EXERCISE DATA —

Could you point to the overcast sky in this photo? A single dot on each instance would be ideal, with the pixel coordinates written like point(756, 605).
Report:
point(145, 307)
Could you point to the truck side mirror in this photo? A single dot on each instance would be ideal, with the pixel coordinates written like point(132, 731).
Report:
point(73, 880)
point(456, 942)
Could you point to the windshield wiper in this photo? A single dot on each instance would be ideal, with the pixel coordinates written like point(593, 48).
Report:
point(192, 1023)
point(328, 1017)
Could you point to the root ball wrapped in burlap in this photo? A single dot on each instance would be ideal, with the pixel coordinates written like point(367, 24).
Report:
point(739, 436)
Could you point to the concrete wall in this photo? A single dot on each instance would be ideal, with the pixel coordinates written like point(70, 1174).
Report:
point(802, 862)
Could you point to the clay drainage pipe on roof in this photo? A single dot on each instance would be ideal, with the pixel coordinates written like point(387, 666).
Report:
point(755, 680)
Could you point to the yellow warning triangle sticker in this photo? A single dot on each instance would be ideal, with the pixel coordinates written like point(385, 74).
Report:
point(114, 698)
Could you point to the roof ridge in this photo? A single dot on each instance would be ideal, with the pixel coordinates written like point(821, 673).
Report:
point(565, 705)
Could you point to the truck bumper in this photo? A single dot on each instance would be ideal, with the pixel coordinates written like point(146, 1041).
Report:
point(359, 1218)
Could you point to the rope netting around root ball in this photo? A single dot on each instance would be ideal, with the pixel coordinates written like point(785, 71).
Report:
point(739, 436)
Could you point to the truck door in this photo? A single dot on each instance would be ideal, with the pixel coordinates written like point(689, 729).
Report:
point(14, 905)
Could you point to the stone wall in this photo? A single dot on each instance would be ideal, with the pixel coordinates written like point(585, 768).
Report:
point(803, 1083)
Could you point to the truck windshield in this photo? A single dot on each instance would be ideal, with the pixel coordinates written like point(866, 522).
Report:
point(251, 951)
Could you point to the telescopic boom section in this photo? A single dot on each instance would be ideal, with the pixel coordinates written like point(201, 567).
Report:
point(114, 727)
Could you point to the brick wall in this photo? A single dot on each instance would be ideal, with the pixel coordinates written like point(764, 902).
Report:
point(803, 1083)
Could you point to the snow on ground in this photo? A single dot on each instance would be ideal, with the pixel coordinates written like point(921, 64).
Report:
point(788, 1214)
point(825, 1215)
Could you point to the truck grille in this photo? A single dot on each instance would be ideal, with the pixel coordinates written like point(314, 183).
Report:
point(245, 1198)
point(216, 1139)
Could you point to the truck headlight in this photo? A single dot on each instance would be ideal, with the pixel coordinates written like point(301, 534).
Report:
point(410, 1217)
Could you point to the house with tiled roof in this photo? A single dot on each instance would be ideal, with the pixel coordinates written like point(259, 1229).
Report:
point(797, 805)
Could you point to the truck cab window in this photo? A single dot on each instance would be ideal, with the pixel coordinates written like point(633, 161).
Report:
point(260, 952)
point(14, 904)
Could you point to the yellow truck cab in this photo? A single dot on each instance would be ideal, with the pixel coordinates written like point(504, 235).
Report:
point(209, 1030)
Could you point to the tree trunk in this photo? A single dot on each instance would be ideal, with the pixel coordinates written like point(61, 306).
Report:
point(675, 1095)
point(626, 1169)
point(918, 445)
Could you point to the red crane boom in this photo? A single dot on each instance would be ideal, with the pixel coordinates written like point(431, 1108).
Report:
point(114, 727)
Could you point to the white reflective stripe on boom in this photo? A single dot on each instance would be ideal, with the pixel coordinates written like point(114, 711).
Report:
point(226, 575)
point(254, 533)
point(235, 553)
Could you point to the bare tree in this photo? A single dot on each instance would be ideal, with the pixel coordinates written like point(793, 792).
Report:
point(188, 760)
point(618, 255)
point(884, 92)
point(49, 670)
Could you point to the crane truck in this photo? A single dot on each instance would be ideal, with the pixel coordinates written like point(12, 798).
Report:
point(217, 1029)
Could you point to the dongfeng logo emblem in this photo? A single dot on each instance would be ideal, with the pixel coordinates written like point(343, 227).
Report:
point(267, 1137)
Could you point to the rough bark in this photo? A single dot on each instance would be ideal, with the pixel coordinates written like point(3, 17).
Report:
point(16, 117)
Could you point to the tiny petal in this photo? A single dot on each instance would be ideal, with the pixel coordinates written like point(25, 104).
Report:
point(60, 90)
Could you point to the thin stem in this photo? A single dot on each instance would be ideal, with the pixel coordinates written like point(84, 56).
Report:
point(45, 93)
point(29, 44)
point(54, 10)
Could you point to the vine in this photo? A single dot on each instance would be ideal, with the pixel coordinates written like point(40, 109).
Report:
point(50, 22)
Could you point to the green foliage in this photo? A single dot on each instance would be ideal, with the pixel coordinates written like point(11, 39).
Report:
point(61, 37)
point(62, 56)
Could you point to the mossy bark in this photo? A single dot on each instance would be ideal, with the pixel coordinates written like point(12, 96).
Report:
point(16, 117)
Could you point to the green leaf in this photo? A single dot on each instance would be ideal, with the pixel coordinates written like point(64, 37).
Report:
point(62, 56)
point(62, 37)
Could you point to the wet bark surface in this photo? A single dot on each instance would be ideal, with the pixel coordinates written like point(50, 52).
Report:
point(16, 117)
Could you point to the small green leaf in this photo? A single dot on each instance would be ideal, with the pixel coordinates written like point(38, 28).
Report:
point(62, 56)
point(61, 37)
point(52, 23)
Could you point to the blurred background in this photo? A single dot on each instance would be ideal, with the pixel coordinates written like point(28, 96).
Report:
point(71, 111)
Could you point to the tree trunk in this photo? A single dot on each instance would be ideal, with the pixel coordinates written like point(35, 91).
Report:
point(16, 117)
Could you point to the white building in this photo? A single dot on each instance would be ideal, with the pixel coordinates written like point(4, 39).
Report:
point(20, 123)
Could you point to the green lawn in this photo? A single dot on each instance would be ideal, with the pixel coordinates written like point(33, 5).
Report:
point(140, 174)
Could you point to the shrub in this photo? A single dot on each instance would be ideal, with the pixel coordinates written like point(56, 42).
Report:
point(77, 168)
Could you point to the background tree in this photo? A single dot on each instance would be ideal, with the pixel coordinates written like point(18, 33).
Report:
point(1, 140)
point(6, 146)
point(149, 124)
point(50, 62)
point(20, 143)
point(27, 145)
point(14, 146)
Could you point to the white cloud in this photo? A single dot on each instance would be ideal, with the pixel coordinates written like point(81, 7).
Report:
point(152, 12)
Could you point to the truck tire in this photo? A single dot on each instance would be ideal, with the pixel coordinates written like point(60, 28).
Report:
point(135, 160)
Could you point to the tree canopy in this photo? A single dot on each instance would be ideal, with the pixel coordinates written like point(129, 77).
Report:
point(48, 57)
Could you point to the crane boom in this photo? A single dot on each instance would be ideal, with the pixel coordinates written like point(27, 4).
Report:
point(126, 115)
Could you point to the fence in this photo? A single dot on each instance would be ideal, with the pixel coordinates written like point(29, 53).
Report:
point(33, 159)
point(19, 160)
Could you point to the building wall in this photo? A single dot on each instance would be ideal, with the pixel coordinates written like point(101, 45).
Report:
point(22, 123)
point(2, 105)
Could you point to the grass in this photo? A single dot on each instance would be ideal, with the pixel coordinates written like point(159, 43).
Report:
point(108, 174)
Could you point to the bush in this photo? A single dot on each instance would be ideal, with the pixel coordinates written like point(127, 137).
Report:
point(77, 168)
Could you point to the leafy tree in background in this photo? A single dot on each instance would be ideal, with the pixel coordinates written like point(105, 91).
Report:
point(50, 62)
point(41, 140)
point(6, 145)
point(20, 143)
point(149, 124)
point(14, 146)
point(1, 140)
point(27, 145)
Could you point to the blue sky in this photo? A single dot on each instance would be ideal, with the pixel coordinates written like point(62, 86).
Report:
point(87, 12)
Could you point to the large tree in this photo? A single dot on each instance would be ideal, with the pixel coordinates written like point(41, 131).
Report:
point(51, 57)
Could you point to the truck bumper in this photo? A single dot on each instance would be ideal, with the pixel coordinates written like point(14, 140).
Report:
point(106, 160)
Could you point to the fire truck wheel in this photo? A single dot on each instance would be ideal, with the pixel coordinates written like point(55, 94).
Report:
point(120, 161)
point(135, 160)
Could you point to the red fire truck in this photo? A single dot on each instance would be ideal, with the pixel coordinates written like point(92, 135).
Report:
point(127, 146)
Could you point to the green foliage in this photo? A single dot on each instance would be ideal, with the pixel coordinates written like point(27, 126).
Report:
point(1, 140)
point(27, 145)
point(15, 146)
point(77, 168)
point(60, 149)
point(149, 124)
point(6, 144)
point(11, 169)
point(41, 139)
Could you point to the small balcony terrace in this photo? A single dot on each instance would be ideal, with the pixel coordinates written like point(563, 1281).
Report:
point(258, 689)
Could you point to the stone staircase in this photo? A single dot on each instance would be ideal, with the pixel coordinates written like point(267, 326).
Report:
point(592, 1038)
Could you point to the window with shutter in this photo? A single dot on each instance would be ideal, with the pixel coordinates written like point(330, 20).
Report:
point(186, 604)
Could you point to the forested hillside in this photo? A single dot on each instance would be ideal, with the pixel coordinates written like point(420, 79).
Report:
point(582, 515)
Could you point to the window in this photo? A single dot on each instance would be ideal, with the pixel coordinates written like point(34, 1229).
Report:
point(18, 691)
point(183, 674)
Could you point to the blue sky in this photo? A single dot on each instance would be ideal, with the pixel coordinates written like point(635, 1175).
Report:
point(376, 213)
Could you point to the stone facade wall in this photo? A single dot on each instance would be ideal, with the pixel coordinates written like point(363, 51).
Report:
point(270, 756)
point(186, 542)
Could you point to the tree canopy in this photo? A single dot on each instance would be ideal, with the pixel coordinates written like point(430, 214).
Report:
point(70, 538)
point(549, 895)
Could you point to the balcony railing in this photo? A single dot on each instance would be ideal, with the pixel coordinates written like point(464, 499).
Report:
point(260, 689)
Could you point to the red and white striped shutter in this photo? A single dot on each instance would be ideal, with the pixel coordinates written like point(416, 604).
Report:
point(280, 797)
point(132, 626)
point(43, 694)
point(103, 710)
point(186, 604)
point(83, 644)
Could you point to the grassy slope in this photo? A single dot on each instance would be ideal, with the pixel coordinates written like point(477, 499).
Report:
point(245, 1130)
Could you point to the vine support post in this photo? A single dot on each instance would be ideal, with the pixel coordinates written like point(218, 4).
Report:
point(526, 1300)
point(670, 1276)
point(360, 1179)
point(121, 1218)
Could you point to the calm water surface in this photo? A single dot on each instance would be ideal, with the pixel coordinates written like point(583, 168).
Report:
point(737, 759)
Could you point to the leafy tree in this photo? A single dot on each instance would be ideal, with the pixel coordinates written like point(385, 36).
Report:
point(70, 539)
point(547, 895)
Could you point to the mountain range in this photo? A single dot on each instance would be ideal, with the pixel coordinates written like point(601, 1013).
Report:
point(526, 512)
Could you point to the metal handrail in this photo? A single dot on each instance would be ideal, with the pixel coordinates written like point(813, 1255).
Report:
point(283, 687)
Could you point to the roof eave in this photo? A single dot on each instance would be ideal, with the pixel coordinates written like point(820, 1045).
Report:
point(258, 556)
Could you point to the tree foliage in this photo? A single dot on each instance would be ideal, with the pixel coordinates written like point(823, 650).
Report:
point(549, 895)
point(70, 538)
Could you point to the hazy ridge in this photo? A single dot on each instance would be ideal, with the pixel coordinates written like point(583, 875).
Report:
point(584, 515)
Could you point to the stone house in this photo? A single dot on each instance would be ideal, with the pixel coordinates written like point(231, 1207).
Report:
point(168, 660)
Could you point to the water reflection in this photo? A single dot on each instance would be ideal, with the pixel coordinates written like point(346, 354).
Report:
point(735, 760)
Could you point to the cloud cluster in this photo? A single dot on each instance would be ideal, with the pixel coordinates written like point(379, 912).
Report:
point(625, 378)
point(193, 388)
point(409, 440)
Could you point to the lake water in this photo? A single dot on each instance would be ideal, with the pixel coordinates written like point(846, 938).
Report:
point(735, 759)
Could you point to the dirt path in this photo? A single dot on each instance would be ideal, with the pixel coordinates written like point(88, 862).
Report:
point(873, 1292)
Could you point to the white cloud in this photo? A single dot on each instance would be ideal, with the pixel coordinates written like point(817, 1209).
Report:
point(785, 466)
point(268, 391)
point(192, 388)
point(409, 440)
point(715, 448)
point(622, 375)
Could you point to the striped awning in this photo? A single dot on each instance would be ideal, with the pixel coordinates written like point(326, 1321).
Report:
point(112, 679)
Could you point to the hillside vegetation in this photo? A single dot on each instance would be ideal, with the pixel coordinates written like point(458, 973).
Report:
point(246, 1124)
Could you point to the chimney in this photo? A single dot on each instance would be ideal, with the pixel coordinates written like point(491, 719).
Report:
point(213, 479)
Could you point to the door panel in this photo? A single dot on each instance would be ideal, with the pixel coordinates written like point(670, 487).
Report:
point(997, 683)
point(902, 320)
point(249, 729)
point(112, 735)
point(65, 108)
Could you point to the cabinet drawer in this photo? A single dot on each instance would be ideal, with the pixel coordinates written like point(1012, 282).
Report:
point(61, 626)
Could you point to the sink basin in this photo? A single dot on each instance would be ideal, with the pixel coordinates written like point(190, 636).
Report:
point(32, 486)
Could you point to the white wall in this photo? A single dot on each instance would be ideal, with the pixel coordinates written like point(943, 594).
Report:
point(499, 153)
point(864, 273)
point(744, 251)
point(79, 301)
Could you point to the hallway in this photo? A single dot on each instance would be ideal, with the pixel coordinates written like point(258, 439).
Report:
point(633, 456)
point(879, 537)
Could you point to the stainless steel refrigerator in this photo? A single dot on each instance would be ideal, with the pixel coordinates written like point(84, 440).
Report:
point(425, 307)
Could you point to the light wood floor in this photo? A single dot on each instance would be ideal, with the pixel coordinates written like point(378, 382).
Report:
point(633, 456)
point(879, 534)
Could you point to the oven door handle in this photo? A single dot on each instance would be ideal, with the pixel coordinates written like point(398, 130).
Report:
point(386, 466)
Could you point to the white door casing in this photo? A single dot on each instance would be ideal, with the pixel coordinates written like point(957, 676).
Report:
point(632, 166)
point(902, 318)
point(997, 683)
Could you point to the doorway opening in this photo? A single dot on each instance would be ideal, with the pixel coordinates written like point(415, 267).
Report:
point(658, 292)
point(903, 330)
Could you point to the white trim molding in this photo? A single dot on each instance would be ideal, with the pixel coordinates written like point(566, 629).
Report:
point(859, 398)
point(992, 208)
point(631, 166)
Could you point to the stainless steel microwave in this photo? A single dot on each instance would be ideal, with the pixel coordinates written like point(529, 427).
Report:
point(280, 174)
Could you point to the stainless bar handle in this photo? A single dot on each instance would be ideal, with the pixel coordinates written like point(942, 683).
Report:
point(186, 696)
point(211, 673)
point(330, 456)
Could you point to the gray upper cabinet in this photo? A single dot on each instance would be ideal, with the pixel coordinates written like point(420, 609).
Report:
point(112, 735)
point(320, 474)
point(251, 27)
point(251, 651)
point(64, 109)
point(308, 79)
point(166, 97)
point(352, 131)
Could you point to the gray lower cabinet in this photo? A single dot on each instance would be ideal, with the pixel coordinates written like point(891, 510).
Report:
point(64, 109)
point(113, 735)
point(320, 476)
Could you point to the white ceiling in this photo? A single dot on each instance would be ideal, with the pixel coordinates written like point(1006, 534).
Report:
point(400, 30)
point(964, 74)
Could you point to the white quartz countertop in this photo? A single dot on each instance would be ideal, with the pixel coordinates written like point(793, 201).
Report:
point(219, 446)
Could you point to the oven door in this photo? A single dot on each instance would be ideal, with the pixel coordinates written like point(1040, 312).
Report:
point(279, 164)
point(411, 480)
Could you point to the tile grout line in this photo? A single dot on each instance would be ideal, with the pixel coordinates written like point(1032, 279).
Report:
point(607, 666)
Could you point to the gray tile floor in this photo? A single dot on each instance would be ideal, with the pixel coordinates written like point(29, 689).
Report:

THE TASK — Write out the rows exactly, from the line with "Could you point to the balcony" up to and including the line with "point(260, 689)".

FULL SOLUTION —
Could you point to the balcony railing in this photo? A single dot on each instance would be ideal, with the pixel coordinates written like point(464, 499).
Report:
point(260, 689)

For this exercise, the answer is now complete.